__WORK TO BE COMPLETED__
Only the number is wanted: how many lines below include "pasta"?

┏━━

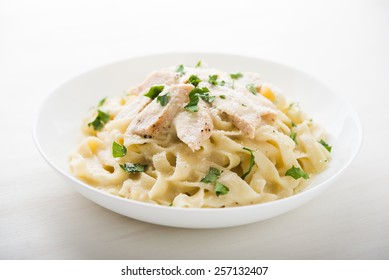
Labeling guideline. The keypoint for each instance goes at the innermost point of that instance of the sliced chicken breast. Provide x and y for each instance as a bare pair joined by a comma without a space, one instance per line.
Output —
193,128
156,117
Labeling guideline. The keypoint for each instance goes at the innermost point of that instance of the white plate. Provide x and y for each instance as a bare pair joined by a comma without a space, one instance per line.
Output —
57,131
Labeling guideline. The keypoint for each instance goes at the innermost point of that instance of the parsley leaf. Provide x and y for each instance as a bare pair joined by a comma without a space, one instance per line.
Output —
154,91
101,102
99,122
221,189
118,150
133,168
236,76
251,88
194,96
180,69
213,79
293,136
252,162
212,176
193,101
296,173
194,80
163,99
328,147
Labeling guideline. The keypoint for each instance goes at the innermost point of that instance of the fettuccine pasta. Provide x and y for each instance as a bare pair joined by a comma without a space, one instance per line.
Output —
200,137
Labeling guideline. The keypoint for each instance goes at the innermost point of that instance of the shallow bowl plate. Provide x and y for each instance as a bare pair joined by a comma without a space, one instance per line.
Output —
57,130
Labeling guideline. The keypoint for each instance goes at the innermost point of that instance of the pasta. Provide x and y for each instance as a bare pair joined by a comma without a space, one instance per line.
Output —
200,137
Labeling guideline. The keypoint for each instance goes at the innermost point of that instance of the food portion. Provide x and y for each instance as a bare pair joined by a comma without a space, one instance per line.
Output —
200,137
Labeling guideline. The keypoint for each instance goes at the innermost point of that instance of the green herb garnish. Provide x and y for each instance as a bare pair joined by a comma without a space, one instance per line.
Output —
212,176
236,76
180,69
133,168
328,147
163,99
154,91
213,79
252,162
194,96
99,122
221,189
251,88
194,80
296,173
118,150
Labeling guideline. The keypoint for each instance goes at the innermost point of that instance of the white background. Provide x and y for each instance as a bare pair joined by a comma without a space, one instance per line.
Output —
42,43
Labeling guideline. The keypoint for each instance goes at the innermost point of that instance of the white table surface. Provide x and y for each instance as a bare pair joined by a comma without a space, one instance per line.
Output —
43,43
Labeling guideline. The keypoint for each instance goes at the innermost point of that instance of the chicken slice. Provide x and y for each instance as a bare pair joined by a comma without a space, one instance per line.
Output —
245,113
163,77
193,128
156,117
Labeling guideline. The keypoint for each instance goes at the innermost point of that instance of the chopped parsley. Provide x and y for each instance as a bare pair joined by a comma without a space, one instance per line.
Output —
296,173
154,91
101,102
180,69
236,76
118,150
328,147
212,176
133,167
194,96
163,99
293,136
251,88
221,189
99,122
213,79
252,162
194,80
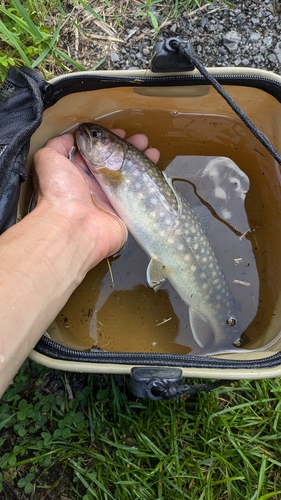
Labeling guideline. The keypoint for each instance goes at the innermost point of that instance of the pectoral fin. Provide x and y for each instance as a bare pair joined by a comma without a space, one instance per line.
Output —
170,184
110,177
201,330
156,273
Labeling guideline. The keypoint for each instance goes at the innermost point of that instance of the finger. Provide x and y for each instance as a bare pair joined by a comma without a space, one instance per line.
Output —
140,141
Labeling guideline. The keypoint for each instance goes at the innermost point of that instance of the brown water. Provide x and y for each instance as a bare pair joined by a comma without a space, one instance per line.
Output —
115,310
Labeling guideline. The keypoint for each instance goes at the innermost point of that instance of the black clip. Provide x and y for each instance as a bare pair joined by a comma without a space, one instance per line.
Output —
167,57
155,383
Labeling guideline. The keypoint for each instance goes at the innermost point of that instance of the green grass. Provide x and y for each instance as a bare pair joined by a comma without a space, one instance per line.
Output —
106,444
30,30
103,443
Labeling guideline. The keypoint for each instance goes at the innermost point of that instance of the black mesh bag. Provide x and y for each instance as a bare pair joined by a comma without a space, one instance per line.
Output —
21,109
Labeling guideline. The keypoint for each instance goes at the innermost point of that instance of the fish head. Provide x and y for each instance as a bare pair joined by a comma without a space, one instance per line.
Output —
100,148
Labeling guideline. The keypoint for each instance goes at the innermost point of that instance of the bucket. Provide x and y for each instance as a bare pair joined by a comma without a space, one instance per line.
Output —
182,115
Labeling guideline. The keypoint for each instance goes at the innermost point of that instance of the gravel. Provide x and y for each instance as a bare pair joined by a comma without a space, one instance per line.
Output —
247,34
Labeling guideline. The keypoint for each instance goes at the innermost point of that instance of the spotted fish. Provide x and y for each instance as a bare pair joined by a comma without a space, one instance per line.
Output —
167,229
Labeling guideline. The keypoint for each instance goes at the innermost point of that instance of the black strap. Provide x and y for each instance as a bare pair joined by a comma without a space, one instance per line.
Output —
172,390
184,48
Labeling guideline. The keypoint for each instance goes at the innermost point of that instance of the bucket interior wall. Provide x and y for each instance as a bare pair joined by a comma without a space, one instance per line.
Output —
189,121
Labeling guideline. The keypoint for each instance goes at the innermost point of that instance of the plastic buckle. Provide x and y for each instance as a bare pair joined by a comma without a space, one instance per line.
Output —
155,383
167,57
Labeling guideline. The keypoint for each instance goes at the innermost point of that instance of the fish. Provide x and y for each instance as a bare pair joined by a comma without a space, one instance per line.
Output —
168,230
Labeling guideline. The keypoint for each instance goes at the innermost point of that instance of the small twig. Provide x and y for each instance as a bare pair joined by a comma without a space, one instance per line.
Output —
164,321
110,272
68,388
238,282
244,234
103,37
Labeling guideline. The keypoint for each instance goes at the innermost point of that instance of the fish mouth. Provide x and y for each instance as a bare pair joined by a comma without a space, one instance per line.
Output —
91,130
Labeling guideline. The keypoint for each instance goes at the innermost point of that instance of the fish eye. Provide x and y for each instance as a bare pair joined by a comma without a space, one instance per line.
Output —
95,133
231,322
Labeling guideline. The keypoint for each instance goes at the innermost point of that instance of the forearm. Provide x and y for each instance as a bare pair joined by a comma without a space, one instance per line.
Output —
42,260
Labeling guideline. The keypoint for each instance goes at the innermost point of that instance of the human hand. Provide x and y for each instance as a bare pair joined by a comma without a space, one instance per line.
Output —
78,199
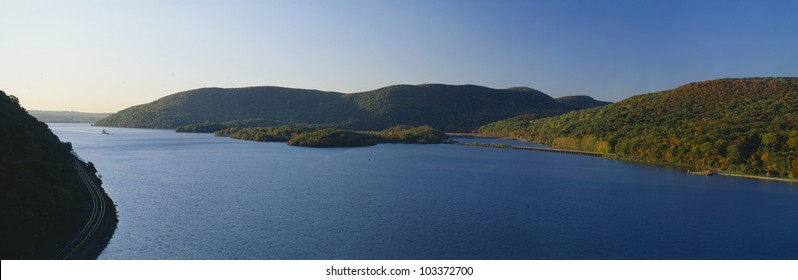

┗━━

__TASK SOLUTION__
2